• **TASK REQUIREMENTS**: Reproduce the listing below verbatim, line by line, from the first line through the last.

• **EXERCISE INPUTS**:
--- begin ---

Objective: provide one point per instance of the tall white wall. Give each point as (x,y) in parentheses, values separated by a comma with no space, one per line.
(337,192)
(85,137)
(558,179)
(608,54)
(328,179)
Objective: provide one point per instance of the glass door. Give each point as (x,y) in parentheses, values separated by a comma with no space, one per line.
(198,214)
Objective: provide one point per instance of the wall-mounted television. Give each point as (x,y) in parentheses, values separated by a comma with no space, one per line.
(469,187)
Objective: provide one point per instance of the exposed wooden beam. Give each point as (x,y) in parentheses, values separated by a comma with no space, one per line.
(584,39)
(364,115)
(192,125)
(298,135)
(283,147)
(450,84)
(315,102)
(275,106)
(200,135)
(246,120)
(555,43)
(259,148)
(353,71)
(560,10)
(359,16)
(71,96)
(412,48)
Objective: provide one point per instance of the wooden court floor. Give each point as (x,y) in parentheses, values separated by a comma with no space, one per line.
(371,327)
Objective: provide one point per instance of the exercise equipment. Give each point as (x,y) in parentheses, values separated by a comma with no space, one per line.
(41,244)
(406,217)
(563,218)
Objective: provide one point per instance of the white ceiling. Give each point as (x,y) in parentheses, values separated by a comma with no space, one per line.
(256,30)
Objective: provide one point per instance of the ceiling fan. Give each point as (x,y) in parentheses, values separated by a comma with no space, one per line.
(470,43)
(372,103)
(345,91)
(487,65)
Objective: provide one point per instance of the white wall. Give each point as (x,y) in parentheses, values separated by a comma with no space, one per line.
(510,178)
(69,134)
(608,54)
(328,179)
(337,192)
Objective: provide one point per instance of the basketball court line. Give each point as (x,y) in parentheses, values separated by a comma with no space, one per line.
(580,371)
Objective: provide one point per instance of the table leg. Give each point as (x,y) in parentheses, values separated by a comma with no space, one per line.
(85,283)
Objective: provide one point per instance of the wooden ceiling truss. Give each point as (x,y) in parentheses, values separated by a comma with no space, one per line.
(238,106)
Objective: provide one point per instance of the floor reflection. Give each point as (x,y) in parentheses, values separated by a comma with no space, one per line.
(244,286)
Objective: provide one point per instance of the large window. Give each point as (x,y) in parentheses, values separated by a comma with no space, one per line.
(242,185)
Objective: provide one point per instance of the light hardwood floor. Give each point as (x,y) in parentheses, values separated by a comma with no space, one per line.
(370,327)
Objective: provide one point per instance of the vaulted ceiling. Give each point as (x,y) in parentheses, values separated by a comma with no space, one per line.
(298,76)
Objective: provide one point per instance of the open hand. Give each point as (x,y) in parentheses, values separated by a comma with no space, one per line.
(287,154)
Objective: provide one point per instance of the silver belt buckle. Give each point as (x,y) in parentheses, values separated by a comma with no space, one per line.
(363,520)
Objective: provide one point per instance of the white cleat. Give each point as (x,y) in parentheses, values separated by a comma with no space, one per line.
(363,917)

--- end ---

• **WRITTEN SOLUTION**:
Objective: provide one point per instance of the tall white wall. Give each point as (x,y) in parentheses, values separated by a comma with no space, one per line.
(337,192)
(85,137)
(558,179)
(608,54)
(328,179)
Objective: provide one point per instance of the glass door. Give each point as (x,y) in parentheses, values separated by a comma with no space, one per line.
(198,214)
Objective: provide one point per instance of the wall-mounted television. Give each point as (x,y) in parentheses, values separated by a comma with no space, one per line.
(469,187)
Objective: provide one point per instance of the exposed wooden beam. Give each point as (x,y) in parentheses, values separated by a comma with no space, one per line.
(584,39)
(364,115)
(192,125)
(298,135)
(283,147)
(450,84)
(315,102)
(275,106)
(200,135)
(246,120)
(555,43)
(259,148)
(353,71)
(560,10)
(359,16)
(71,96)
(412,48)
Objective: provide one point per instance of the wooden court floor. Give each point as (x,y) in parentheses, values separated by a comma with no space, one per line.
(371,327)
Objective: provide one point per instance of the exercise equipment. Give each point as (x,y) in parentheses, values separated by a comma with no space, one per line.
(41,244)
(406,217)
(563,218)
Objective: provide one point per instance of the white ceiling. Give each point as (x,y) in parentheses, values separated by a comma with no space, one per line.
(256,30)
Objective: provide one point per instance of the ceiling fan. Give each point as (x,y) in parentheses, values separated by a comma with no space, one per line.
(470,43)
(372,103)
(345,91)
(487,65)
Objective: provide one point per instance of the white wall. Give each point as (x,y) in parentheses, values separated by a comma with no space, one per line.
(510,178)
(69,134)
(608,54)
(328,179)
(337,192)
Objective: provide one point per instance of the basketball court line. Give each point as (x,y) in parentheses, values separated by a comma with no space, one per line.
(580,371)
Objective: provide one point per instance of the table leg. Give each point as (x,y) in parentheses, values separated by a comma with no space, one per line.
(85,283)
Objective: provide one point per instance of the wooden ceiling truss. Give each point as (x,y) in parentheses, values separated by a comma with no space, one per line.
(238,106)
Objective: provide one point per instance of the floor reflection. Give each point as (x,y) in parentheses, values separated by a comma with no space, one per line.
(244,286)
Objective: provide one point per instance of the large window. Give each point as (x,y) in parentheses, values separated by a comma with no space, one per line.
(242,185)
Objective: provide one point per instance of the light hardwood floor. Give each point as (x,y) in parentheses, values separated by a comma with no space, one per line.
(370,327)
Objective: provide one point per instance of the vaulted ceiling. Give each point as (x,y) in parentheses, values separated by a comma with no space, one per line.
(298,76)
Objective: provide one point per instance of the open hand. Give each point as (x,y) in parentheses, values separated by a comma with no space, one per line.
(287,154)
Objective: provide one point per instance of the silver belt buckle. Give each point as (x,y) in parentheses, values separated by a comma with no space, one per line.
(363,520)
Objective: provide one point per instance of the white cleat. Give each point as (x,y) in parentheses, values separated by a comma with no space, one per line.
(363,917)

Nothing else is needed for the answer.